▶ **Exercise**:
Every line containing the word "Target" is to be copied from the data below.

⁂

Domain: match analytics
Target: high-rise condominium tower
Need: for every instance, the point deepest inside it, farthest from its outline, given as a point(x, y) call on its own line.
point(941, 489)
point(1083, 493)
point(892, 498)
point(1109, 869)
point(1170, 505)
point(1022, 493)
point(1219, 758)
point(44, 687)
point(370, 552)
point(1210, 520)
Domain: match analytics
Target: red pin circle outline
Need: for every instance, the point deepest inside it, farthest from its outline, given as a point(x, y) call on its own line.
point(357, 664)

⁂

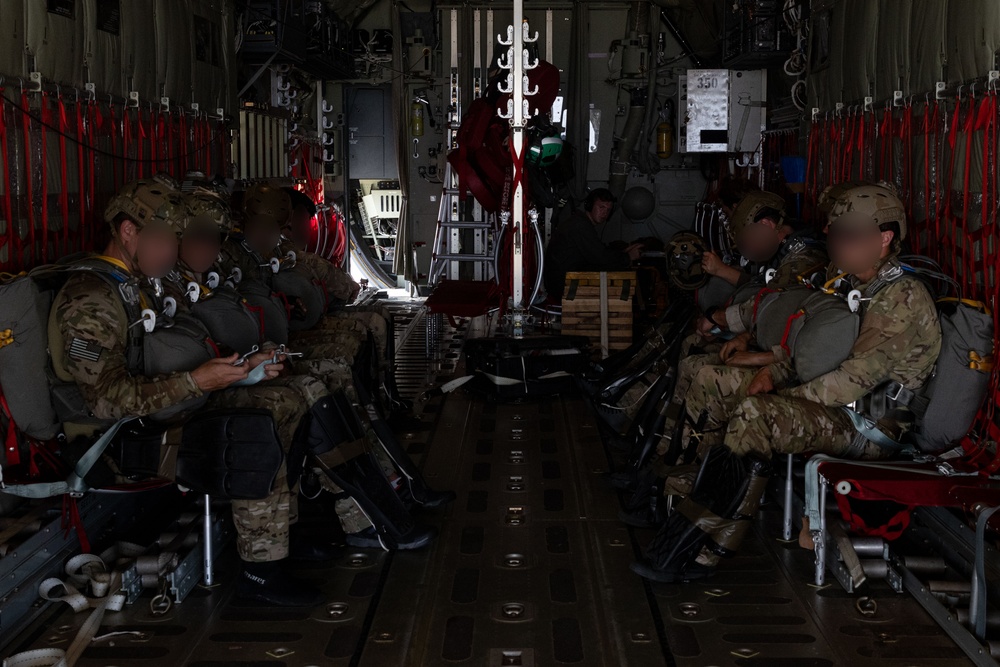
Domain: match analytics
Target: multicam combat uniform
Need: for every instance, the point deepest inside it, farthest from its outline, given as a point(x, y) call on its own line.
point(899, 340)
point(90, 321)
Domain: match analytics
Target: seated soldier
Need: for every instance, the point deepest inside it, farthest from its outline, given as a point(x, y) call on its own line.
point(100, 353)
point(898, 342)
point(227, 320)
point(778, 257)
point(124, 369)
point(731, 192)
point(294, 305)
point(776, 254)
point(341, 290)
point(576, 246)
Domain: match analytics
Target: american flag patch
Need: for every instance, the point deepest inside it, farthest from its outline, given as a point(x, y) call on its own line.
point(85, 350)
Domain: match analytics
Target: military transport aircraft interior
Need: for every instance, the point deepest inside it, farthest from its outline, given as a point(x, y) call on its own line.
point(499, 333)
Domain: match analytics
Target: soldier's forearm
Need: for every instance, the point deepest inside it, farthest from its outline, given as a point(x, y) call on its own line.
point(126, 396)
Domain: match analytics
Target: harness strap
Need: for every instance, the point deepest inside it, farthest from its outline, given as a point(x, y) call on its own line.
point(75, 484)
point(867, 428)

⁂

▶ **Answer box**:
Target: high-rise condominium tower
Target: red pin circle outline
Target: multicam combat uniform
Target: seated soldier
Target: american flag patch
Target: military transport aircraft interior
Target: soldier's forearm
Target: harness strap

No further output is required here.